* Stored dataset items
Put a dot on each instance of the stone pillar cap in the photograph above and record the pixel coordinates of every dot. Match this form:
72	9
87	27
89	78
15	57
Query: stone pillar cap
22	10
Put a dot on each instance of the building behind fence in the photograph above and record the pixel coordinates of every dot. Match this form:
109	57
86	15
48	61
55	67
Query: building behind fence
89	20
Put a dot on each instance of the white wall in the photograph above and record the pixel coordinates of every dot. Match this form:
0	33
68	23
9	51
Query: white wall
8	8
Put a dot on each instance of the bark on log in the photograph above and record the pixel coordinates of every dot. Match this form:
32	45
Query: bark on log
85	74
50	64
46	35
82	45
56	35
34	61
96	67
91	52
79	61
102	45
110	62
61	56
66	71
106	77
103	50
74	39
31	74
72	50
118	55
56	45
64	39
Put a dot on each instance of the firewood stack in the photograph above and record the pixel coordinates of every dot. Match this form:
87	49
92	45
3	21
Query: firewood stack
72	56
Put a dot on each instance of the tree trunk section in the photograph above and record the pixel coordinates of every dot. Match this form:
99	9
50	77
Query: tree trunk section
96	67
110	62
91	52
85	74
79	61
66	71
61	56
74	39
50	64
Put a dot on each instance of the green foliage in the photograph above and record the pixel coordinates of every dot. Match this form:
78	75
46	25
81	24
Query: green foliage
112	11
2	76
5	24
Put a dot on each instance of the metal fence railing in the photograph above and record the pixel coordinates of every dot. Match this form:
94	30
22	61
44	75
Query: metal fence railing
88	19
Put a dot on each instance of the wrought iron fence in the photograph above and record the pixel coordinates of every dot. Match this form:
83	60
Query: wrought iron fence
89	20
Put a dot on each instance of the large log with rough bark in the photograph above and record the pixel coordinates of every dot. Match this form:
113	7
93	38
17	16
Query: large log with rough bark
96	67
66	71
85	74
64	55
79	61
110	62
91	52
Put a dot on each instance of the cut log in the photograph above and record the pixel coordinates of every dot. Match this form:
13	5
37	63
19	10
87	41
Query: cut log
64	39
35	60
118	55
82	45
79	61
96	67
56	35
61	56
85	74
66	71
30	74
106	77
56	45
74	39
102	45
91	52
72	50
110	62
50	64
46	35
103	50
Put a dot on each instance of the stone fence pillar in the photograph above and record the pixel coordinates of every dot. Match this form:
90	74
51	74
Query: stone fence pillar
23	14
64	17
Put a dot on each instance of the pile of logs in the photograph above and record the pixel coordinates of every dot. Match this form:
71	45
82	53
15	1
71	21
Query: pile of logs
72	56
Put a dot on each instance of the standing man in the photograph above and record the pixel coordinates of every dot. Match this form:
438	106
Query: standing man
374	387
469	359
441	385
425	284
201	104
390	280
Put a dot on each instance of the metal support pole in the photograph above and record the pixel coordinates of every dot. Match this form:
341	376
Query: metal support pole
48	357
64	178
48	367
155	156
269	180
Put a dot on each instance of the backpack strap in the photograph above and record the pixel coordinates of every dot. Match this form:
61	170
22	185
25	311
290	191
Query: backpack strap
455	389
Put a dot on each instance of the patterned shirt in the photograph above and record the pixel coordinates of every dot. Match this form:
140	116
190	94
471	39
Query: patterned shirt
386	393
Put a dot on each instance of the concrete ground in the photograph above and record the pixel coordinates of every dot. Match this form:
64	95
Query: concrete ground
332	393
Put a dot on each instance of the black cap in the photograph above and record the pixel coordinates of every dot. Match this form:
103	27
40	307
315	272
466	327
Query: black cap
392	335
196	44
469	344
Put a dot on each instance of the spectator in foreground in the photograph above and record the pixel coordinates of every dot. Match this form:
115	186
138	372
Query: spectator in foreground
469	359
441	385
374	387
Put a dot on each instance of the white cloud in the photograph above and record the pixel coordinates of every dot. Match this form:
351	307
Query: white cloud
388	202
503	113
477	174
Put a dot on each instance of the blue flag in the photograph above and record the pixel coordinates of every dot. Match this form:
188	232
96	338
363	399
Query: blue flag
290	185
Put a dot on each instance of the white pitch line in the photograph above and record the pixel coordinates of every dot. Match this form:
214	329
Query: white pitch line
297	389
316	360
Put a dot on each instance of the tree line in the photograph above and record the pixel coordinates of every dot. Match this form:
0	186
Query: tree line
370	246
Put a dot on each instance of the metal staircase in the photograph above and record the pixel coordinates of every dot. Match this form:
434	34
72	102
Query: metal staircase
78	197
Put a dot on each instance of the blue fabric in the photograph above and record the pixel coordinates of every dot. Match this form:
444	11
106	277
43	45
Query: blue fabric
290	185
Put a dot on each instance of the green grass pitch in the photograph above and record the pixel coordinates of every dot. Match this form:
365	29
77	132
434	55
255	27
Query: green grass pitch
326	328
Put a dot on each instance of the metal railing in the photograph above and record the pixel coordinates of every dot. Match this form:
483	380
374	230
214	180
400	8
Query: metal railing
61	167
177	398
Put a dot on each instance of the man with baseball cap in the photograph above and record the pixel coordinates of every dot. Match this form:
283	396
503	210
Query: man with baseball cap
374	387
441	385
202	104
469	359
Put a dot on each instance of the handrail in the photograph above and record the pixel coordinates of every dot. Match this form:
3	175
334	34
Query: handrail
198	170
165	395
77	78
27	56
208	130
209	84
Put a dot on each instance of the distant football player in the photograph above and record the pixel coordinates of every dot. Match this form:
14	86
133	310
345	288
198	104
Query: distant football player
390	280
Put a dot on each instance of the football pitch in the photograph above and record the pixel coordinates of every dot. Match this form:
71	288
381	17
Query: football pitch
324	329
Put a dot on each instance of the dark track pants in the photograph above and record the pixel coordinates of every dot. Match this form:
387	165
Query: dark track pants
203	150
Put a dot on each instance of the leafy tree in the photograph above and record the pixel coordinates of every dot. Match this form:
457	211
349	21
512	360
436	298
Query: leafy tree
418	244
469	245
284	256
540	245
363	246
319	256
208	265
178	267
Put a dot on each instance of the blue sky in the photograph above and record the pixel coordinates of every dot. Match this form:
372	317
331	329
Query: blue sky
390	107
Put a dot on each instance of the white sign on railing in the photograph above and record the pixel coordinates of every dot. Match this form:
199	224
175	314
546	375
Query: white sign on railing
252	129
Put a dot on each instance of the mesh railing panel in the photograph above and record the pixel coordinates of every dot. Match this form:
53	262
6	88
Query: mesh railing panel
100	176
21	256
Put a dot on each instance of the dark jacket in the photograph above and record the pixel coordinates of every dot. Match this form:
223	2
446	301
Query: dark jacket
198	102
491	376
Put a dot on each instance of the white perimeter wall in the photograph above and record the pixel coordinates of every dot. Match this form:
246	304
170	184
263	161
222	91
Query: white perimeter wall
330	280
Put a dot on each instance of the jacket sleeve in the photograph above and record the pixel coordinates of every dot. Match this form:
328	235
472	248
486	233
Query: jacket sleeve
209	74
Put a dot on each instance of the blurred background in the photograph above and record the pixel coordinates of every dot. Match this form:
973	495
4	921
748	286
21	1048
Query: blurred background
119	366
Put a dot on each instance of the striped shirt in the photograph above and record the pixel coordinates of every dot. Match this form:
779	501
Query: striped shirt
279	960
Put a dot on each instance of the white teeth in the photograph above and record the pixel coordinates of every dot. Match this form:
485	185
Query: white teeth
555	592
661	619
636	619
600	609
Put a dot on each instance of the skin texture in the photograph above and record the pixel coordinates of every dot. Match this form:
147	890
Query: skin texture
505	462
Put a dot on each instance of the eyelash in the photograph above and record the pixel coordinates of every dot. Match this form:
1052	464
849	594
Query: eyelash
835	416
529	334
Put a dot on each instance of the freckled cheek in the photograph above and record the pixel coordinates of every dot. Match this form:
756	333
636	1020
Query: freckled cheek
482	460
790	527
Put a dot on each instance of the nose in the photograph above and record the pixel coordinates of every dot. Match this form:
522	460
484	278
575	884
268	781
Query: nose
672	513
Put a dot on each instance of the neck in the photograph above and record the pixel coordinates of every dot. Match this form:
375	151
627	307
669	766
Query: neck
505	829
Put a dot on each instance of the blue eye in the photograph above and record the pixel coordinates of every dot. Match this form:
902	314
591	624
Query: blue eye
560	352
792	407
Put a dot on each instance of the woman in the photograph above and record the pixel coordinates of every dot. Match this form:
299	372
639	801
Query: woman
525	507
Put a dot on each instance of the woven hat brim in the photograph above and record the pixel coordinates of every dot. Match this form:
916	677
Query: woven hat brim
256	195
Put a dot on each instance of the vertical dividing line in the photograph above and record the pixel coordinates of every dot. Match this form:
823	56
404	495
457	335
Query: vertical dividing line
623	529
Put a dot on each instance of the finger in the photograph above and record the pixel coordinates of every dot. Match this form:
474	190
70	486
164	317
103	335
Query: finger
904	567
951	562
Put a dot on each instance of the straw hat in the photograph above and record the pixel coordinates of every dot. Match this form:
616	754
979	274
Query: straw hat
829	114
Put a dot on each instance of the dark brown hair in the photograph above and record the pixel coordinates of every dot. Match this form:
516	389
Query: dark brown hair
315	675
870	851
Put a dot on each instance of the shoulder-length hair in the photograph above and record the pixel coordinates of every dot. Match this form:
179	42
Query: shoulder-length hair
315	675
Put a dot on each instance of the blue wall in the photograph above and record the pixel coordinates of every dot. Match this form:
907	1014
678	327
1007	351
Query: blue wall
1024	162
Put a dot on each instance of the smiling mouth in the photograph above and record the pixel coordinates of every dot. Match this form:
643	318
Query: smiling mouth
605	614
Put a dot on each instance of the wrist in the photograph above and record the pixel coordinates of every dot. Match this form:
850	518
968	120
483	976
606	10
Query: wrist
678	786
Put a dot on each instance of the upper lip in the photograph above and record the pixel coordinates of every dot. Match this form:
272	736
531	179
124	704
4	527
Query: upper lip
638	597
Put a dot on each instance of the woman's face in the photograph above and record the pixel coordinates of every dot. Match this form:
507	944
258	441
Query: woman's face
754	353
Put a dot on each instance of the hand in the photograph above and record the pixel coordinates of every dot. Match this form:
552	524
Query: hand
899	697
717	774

* Task description
Begin with the line containing "Put a dot on each instance of the dark brown" and repeat each line exactly until the records above end.

* Solved problem
Put a dot on each instance of the dark brown hair in the photograph above and record the pixel coordinates of every dot. Match this form:
516	389
Query: dark brown hair
315	675
870	851
Put a dot on each instance of the shoulder-length hair in the photograph above and record the pixel coordinates of every dot. Match this form:
179	42
Query: shoulder-length hair
315	675
Put a dot on each instance of the blue wall in the photograph above and record the pixel coordinates of every dot. Match this form:
907	1014
678	327
1007	351
Query: blue wall
1024	162
Put a dot on each instance of the smiling mouth in the photograph above and record the pixel coordinates of every dot. Match this form:
643	318
Query: smiling mouth
605	614
Put a dot on each instance of the wrist in the photograph above and record the pixel coordinates of every dot. Match this form:
850	518
968	120
483	976
606	10
Query: wrist
678	786
Put a dot on each instance of the upper lip in the photograph above and record the pixel coordinates of every dot. Match this form:
272	736
531	179
124	704
4	527
Query: upper lip
638	597
Put a dot on each instance of the woman's face in the photograph above and record the pixel coordinates of every dot. Match this form:
507	944
258	441
Query: woman's face
754	353
Put a dot on each instance of the hand in the photograph above and record the pixel coordinates of every dot. Match this form:
552	524
Query: hand
899	697
717	774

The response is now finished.